** Begin Record set **
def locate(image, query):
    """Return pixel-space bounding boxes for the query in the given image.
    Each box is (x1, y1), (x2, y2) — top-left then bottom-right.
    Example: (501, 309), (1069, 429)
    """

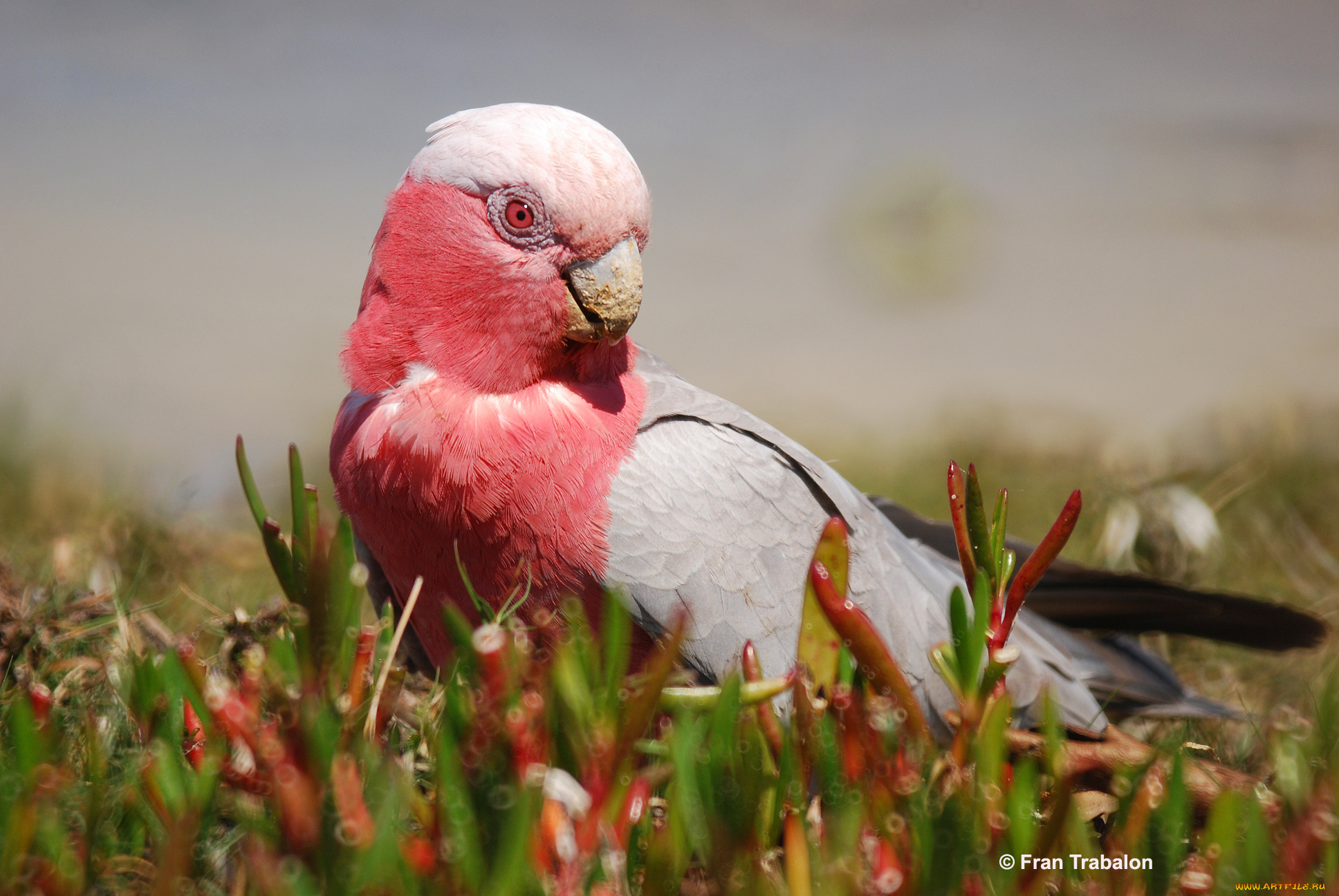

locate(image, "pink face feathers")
(344, 103), (651, 394)
(331, 104), (651, 659)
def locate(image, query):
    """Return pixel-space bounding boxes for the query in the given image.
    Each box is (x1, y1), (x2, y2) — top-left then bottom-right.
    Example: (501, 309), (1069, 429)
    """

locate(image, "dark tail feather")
(870, 496), (1329, 651)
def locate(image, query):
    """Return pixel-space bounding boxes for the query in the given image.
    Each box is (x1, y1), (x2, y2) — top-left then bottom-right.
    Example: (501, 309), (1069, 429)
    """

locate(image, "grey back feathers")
(607, 350), (1106, 734)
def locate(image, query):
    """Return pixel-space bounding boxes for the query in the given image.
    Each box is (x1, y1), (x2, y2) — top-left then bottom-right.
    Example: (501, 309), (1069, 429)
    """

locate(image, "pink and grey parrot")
(331, 103), (1323, 731)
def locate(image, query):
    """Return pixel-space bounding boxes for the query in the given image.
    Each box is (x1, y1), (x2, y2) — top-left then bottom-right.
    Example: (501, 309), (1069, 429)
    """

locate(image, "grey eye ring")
(488, 183), (555, 249)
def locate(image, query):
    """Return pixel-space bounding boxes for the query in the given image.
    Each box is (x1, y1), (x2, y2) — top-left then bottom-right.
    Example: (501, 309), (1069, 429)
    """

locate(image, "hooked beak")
(565, 237), (641, 344)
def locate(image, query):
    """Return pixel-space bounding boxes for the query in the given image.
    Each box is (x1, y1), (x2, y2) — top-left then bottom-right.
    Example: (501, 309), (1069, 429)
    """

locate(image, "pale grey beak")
(566, 237), (641, 343)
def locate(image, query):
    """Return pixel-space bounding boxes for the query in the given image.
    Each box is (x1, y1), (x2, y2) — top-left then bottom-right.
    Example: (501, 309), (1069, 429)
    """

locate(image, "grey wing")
(607, 350), (1105, 727)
** End Record set **
Locate every line in the material that contains the string "grey", treating uppercase and lowercase as different, and copy each of those lines.

Reply:
locate(image, "grey back feathers")
locate(image, "pink and grey parrot")
locate(image, "grey eye ring")
locate(image, "pale grey beak")
locate(image, "grey wing")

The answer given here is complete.